Segment Start: Material provided

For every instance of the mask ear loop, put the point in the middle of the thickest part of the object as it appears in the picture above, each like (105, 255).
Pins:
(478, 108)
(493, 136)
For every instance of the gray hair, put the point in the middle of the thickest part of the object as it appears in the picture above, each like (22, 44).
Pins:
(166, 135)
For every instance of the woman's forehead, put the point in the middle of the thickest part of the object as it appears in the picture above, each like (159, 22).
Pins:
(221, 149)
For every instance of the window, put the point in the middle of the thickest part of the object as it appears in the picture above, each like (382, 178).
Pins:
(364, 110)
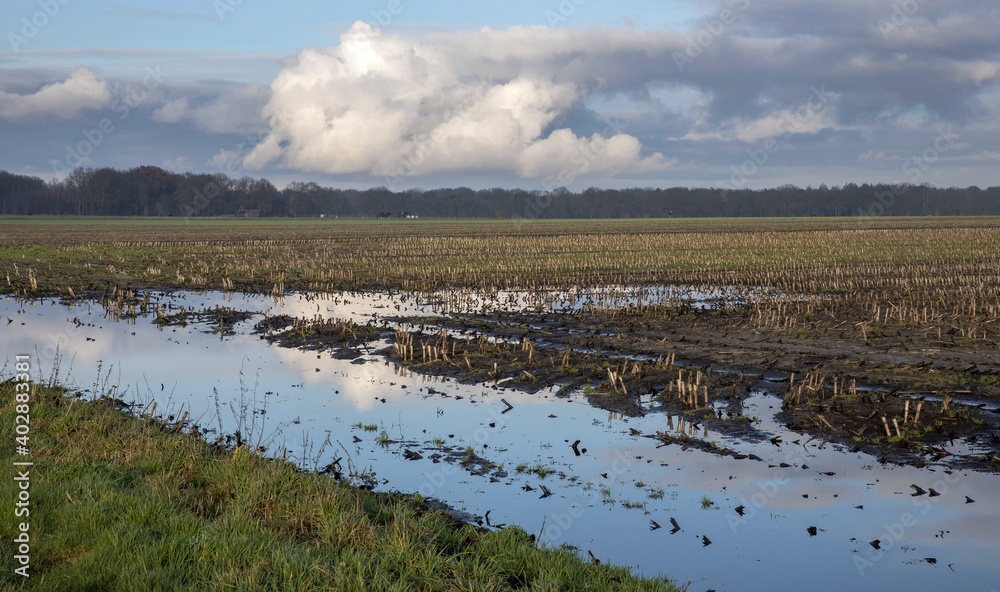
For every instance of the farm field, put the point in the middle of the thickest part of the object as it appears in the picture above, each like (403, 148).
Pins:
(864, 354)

Segment End: Material provided
Segment Start: Material provided

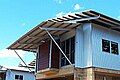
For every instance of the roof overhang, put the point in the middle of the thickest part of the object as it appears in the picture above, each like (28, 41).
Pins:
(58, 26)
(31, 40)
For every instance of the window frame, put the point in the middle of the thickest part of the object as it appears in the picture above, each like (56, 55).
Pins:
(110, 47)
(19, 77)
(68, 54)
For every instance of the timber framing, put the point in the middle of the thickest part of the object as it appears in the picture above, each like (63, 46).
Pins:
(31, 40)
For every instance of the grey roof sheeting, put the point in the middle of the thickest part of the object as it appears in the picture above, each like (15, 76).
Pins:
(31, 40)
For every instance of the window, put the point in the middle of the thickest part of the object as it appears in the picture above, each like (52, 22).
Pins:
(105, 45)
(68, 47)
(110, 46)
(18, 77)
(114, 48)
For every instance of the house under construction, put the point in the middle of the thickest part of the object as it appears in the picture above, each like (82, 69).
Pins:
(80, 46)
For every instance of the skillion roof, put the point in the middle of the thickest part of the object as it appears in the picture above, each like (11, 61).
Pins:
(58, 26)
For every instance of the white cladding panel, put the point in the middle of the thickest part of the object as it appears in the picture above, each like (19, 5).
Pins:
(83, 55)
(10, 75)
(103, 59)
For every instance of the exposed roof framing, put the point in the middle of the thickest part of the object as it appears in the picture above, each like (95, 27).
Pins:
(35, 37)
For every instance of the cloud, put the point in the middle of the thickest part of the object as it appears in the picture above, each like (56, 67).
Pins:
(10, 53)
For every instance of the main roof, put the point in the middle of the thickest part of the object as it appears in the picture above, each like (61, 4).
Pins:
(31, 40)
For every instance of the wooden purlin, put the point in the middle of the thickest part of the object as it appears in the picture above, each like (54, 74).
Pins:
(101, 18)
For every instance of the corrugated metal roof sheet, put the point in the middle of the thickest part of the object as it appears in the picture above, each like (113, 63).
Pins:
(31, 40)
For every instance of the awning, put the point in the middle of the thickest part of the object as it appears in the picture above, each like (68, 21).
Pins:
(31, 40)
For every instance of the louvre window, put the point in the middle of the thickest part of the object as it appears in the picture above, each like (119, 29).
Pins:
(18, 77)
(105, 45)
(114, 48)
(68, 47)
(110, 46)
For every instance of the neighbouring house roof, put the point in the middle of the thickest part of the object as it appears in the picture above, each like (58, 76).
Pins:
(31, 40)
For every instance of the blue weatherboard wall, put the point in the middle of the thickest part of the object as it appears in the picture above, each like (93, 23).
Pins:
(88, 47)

Segment End: Material provided
Segment Start: Material provided

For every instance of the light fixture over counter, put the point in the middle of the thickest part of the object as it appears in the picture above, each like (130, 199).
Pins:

Segment End: Material provided

### Task statement
Please say only the number of lines in the data that hold "framing".

### Output for this exercise
2